++++ TEXTO FORNECIDO ++++

Portanto, quando se trata do ensino/aprendizagem de uma língua estrangeira, é fundamental ter em mente que a falta de adequação entre o uso e a situação provoca desajustes não tanto informativos, mas de expectativa quanto à conduta. Romper certas convenções pode significar, na perspectiva do interlocutor, o fracasso do ato comunicativo (Briz, 1998: 16).

¿Tú o usted? ¿Tutear o vosear? ¿Ustedes o vosotros? O estudo das formas pronominais de tratamento pautado no contexto e nos fatores sócio-culturais pode contribuir para dissipar dúvidas freqüentes quanto à maneira ideal de referir-se ao interlocutor. Esta é uma das regras do jogo!

O que se observa a partir da perspectiva do brasileiro aprendiz de espanhol é que a escolha do pronome adequado para tratar a pessoa com quem se fala gera dúvidas e insegurança. Isso ocorre por diversas razões: primeiramente, impõe-se a distinção entre “formal” e “informal”, relacionada a noções de cortesia, confiança, respeito, intimidade, relações de poder/status/solidariedade, etc. Como no contexto brasileiro, devido a fatores culturais, essas noções não mantêm necessariamente a mesma correspondência com o universo hispânico e não condicionam de modo igual o emprego de você (s), o(s) senhor(es), a(s) senhora(s), torna-se difícil delimitar com segurança as circunstâncias que regem um trato de formalidade ou informalidade em relação ao interlocutor, tendo como parâmetro apenas uma breve descrição de situações ou somente as normas gramaticais – que muitas vezes entram em conflito com os usos concretos. Para uma compreensão satisfatória dos valores distintivos das fórmulas de tratamento e um registro sintonizado com o contexto, seria suficiente a seguinte explicação ao aprendiz brasileiro?

 

¿Tú o Usted?

De manera general, en español usamos el pronombre cuando hay confianza o intimidad entre los hablantes; es un tratamiento informal que corresponde a você en portugués. En cambio, cuando se trata de personas desconocidas o entre las cuales hay una distancia jerárquica o de edad, usamos usted, que corresponde al tratamiento formal y es equivalente a las formas o senhor/a senhora en portugués (Briones, Flavian y Fernández, 2003: 21)

 

A generalização e o paralelo estabelecido com as fórmulas do português, sem observações mais específicas, induzem a uma interpretação equivocada que leva os alunos a empregar e usted indiscriminadamente na simulação de alguns diálogos na sala de aula, principalmente porque há um outro agravante: em português as formas verbais são homônimas para os dois tratamentos.

Como segunda razão pode-se apontar o pouco conhecimento de variações relevantes, tais como o voseo. Embora o uso do pronome vos seja uma característica importante do espanhol americano e esteja presente em pelo menos dois terços da área hispano-americana (Kany, 1970: 80), aparece normalmente como uma peculiaridade das formas de tratamento restrita à região rioplatense e é abordado superficialmente, ou nem sequer abordado, nas gramáticas de mais fácil acesso para o público brasileiro.

++++ DADOS FORNECIDOS ++++

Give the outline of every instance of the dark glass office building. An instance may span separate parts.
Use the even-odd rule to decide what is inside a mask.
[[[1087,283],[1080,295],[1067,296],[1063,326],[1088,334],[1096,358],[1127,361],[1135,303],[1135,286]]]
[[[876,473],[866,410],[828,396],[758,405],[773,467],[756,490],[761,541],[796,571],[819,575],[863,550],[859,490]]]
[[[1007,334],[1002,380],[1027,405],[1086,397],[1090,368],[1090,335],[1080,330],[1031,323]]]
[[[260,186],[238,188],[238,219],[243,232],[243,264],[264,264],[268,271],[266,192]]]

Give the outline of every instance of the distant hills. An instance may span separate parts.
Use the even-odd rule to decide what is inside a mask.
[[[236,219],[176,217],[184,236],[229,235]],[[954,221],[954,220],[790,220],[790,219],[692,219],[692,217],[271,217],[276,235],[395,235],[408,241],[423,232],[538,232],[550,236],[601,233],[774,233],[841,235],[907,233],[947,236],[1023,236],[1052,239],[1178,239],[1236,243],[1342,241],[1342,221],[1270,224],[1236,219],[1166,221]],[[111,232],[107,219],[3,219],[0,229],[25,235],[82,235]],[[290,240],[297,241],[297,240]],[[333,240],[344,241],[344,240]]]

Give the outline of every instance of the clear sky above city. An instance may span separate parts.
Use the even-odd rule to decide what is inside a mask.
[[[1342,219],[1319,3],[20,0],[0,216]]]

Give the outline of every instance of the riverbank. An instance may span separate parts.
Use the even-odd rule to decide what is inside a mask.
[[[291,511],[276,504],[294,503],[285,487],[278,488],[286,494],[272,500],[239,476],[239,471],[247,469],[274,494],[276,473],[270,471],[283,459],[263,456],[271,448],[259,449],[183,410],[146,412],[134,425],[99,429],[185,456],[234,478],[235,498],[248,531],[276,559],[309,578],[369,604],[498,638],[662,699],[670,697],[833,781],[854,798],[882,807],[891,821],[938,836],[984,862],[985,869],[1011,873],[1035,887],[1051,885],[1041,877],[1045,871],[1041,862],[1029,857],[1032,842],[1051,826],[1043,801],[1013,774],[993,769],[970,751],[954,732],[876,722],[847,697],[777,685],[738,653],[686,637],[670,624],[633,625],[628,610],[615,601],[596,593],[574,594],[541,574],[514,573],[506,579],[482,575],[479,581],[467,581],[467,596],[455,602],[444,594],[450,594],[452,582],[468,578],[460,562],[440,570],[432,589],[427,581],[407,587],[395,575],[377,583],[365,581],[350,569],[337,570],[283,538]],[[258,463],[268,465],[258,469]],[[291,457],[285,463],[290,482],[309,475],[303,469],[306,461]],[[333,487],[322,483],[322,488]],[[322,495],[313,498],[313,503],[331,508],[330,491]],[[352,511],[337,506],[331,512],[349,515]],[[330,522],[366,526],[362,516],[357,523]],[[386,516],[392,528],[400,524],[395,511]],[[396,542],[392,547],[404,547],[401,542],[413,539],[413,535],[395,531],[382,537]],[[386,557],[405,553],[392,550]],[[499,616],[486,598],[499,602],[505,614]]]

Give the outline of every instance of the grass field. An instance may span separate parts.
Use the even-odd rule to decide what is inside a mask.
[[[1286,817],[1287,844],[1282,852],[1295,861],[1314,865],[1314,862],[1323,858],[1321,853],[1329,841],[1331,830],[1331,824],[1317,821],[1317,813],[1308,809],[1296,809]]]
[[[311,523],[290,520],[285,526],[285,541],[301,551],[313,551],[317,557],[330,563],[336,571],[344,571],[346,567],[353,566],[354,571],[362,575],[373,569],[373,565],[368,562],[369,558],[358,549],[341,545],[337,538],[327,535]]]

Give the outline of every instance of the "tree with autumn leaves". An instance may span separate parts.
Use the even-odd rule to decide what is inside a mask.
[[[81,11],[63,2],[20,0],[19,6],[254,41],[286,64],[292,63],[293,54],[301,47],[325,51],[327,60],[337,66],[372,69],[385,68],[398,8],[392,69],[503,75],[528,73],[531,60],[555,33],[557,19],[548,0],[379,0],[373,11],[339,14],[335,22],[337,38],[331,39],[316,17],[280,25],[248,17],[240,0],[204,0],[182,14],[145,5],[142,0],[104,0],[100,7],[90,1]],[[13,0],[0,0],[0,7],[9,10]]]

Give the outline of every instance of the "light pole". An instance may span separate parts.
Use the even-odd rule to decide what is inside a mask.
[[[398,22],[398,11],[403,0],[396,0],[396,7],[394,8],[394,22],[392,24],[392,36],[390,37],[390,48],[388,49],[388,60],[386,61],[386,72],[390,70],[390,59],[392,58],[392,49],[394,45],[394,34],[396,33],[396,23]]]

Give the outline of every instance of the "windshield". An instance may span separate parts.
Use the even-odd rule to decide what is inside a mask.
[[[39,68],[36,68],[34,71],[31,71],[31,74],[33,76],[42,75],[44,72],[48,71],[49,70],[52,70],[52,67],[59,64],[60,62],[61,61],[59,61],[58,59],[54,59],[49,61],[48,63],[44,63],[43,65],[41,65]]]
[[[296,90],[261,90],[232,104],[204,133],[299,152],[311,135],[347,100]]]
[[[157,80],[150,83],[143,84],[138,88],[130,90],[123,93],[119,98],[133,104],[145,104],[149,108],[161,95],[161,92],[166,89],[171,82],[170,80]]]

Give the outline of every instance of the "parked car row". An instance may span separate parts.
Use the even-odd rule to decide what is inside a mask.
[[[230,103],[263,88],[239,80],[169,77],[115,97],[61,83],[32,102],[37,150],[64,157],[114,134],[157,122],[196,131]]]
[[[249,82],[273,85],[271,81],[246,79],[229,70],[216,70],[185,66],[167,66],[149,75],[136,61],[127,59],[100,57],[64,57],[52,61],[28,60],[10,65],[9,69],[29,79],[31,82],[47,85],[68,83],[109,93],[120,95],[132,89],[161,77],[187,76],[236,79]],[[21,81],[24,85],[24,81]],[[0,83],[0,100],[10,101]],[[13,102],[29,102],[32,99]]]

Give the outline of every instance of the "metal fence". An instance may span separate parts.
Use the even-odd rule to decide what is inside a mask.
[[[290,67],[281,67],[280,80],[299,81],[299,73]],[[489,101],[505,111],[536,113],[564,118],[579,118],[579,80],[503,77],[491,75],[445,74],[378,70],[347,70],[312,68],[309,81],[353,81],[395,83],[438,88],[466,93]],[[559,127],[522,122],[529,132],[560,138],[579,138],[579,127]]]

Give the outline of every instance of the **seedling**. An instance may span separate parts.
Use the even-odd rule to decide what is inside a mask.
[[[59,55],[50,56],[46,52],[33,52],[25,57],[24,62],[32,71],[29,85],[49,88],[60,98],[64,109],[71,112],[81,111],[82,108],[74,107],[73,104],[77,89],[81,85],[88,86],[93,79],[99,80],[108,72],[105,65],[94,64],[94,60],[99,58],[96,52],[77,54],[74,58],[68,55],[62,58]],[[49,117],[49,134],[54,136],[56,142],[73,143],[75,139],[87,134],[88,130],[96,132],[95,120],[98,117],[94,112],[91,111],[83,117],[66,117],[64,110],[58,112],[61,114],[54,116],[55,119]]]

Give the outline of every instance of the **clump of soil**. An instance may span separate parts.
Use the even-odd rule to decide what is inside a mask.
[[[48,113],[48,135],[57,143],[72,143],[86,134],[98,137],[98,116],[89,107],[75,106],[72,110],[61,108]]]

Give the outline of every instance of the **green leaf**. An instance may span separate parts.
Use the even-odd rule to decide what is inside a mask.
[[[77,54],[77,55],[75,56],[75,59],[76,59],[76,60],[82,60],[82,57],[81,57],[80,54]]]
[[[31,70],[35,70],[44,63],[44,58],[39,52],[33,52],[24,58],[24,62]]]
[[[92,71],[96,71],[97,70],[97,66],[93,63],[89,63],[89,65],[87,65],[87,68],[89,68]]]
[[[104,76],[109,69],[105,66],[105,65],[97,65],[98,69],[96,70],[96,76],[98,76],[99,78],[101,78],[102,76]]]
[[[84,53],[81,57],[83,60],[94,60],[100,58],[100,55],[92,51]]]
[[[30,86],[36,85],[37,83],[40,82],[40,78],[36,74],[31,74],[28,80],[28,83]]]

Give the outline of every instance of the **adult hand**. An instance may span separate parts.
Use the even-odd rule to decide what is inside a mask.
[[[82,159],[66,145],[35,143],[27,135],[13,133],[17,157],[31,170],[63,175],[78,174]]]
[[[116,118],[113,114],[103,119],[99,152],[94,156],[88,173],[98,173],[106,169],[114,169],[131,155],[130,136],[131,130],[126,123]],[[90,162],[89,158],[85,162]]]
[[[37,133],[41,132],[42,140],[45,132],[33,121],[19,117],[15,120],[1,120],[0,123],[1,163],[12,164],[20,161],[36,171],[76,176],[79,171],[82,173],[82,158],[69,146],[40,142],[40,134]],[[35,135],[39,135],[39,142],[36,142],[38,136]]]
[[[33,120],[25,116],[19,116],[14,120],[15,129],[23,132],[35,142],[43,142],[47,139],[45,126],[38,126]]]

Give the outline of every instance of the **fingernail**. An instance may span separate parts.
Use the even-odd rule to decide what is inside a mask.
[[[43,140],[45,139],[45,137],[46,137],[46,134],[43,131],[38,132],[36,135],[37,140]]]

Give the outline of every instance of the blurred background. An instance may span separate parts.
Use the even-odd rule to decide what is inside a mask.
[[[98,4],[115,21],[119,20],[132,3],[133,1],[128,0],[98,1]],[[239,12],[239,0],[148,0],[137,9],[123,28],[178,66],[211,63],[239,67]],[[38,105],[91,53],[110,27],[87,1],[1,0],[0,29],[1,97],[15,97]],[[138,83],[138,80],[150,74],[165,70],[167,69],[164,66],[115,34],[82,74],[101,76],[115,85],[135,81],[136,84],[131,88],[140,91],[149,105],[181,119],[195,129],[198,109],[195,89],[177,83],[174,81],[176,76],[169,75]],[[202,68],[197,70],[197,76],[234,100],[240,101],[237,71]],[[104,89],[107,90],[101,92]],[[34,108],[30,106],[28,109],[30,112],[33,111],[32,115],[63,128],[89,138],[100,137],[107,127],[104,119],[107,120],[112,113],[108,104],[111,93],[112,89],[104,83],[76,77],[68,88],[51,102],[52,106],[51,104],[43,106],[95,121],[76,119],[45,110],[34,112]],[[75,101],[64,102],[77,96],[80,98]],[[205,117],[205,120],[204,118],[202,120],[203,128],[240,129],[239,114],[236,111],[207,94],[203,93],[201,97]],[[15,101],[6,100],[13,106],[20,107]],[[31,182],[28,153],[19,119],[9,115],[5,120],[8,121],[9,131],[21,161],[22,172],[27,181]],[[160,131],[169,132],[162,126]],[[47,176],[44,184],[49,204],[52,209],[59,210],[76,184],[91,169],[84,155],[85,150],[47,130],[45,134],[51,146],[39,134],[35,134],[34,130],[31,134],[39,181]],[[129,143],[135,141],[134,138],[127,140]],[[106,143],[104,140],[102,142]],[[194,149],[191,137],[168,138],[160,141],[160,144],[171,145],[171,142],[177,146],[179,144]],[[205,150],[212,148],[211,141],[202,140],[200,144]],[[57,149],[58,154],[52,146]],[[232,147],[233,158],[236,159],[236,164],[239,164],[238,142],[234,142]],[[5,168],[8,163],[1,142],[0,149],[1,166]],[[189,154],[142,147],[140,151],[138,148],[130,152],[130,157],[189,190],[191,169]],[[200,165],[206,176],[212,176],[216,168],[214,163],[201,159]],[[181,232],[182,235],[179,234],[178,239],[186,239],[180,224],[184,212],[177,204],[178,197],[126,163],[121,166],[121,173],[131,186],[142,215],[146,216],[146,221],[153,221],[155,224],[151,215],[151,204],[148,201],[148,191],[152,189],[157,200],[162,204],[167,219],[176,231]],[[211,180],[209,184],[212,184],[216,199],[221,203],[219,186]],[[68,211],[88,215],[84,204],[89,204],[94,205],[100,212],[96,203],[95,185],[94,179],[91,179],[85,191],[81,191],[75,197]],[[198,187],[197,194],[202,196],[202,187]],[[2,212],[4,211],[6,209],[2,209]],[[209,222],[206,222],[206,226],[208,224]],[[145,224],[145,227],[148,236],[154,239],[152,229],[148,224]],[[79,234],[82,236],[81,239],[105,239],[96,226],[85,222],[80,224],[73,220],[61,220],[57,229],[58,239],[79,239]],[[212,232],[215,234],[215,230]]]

++++

- _OBJETIVO A_:
Diga se cada afirmação concorda com o texto sobre formas de tratamento em espanhol, respondendo sim ou não e citando literalmente as palavras do texto que decidem a questão.
(i) O pronome vos está presente em pelo menos dois terços da área hispano-americana.
(ii) Em português, as formas verbais são diferentes para o tratamento formal e para o informal.
(iii) As gramáticas de mais fácil acesso para o público brasileiro tratam o voseo com profundidade.
- _OBJETIVO B_: Prolongue o texto sobre formas de tratamento em espanhol a partir da última frase apresentada.

- _RESPOSTA A_:
(i) Sim: "esteja presente em pelo menos dois terços da área hispano-americana".
(ii) Não: "em português as formas verbais são homônimas para os dois tratamentos".
(iii) Não: "é abordado superficialmente, ou nem sequer abordado, nas gramáticas de mais fácil acesso para o público brasileiro".

- _RESPOSTA B_:
Uma consulta aos livros didáticos de E/LE permite-nos constatar que, de modo geral, as fórmulas de tratamento, e em particular o voseo, não recebem a atenção necessária. Como assinala Andión Herrero, a presença do voseo nos manuais de E/LE é “francamente lamentable” (Andión Herrero, 1998: 54). Apesar de ser mencionada, a forma vos não é explorada suficientemente, seu uso raramente é ilustrado com textos autênticos e quando isso acontece, na maior parte dos casos, são apenas os quadrinhos da Mafalda que servem de exemplo. Além disso, não se propõem atividades comunicativas que levem o aluno a empregar vos e as outras formas que constituem o paradigma pronominal da 2ª pessoa do singular e não se faz menção às diferentes combinações do pronome com as formas verbais. Os dados sobre a extensão do voseo diferem de um material para o outro, parecendo decorrer de um recorte aleatório e a alusão aos fatores sócio-culturais, que interferem no emprego ou não e no prestígio maior ou menor da forma vos, quando feita, é insuficiente e em alguns casos acaba por denunciar, nas entrelinhas, uma visão preconceituosa.

Outro tópico nem sempre abordado com clareza é o emprego de ustedes tanto para tratamento formal como informal. A neutralização da oposição vosotros/ustedes aparece não raro vinculada ao voseo, induzindo à conclusão errônea de que é um traço exclusivo do espanhol americano quando, na verdade, ocorre também em zonas da Península Ibérica e Canárias (Fontanella Weinberg, 1999: 1.403), onde não se emprega o pronome vos.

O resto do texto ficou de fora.